TO DO: Count the lines in the items below that contain the string "tree", and give only that number.

GIVEN DATA:
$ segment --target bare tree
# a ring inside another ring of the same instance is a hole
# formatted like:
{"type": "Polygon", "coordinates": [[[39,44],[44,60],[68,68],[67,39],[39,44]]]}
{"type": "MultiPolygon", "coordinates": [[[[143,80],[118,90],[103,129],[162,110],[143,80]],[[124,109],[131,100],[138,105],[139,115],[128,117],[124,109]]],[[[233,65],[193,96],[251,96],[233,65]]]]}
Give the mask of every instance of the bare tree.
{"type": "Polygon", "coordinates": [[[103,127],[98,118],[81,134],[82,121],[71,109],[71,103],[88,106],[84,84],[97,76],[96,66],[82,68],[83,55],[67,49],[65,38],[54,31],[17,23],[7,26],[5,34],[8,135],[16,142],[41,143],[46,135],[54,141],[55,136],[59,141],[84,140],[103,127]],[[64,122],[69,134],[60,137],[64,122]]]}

CORRECT OUTPUT: 2